Required work: Please print the records below exactly as they are written.

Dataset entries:

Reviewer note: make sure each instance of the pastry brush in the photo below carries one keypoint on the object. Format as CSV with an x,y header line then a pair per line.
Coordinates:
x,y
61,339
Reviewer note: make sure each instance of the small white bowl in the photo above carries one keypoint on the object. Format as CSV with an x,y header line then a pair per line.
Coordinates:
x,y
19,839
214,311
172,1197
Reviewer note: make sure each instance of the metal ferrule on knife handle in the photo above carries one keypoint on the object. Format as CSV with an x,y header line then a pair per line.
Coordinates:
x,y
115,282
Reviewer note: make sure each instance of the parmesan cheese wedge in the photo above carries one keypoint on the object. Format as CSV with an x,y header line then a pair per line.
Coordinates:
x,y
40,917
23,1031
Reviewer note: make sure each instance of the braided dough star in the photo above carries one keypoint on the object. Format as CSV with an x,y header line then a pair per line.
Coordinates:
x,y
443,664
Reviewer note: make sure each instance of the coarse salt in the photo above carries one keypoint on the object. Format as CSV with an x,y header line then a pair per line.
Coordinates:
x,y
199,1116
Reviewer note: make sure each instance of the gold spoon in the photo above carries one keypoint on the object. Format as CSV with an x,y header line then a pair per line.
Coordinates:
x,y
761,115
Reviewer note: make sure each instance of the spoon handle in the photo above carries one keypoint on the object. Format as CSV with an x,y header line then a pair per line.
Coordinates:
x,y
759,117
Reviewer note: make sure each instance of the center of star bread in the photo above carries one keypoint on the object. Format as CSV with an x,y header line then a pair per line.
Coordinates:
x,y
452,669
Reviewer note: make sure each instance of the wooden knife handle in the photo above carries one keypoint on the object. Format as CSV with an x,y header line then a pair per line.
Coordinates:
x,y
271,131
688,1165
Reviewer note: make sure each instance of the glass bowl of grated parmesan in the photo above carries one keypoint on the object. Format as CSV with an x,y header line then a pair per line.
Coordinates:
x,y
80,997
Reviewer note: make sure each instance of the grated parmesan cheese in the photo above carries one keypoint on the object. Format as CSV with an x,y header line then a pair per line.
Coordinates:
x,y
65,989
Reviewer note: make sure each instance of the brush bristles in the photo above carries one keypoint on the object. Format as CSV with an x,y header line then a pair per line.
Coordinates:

Exercise output:
Reviewer note: make sure each instance of the pastry brush in the photo below carries one keypoint on the object. Format as CSV with an x,y header line then a pair per line.
Coordinates:
x,y
61,339
Reviewer note: make sure each instance of the small white bowl in the photo above carries one keypoint on the object. Format as CSV with an x,y header line then a pair per line.
Coordinates:
x,y
19,839
214,311
172,1197
Reviewer note: make sure each instance of the metal ferrule on knife handle in the photo above carries one keypoint on the object. Format as CSV with an x,y header line then a pair per line.
Coordinates:
x,y
115,282
Reviewer note: make sure each instance of the parmesan cheese wedge in the photo above carries one keypoint on the object. Format as CSV with an x,y header line then a pair per line.
Coordinates:
x,y
40,917
23,1031
Reviewer note: make sure each instance of the braided dough star in the photo above carries one keypoint on the object. Format as CSV with an x,y header line then a pair per line.
Coordinates:
x,y
443,664
Reviewer note: make sure each instance of the coarse salt in the photo above carries one keypoint on the object. Format as CSV with an x,y header line then a pair per line.
Coordinates:
x,y
199,1116
Reviewer note: make sure each instance of the gold spoon in the photo above carries one keypoint on the object. Format as CSV with an x,y header line then a pair per line.
Coordinates:
x,y
761,115
Reviewer note: make sure each instance of the spoon handle in the photo above carries one keypoint on the object. Format as CSV with an x,y header line then a pair per line.
Coordinates:
x,y
759,117
Reviewer note: make sure each instance of the center of star bread in the photo above carries one keypoint on the object. Format as CSV with an x,y header line then a pair per line.
Coordinates:
x,y
452,669
Reviewer note: make sure each instance of the wooden knife handle in the photo above carries one keypoint on the object. Format as CSV with an x,y header line then a pair per line.
Coordinates:
x,y
271,131
688,1165
Reviewer note: make sure each instance of the glass bowl of grated parmesan in the photo above carries one keypoint on the object. Format as CSV with an x,y header line then a pair per line.
Coordinates:
x,y
80,997
Reviewer note: make sure each instance of the grated parmesan cheese in the photo above carries one keypoint on the object. Format as CSV with an x,y header line then a pair per line.
Coordinates:
x,y
65,989
Reviewer note: make sure each instance of the brush bristles in the photo above carries one keypoint on the object. Format as CSV with an x,y header line then a pair per line.
Coordinates:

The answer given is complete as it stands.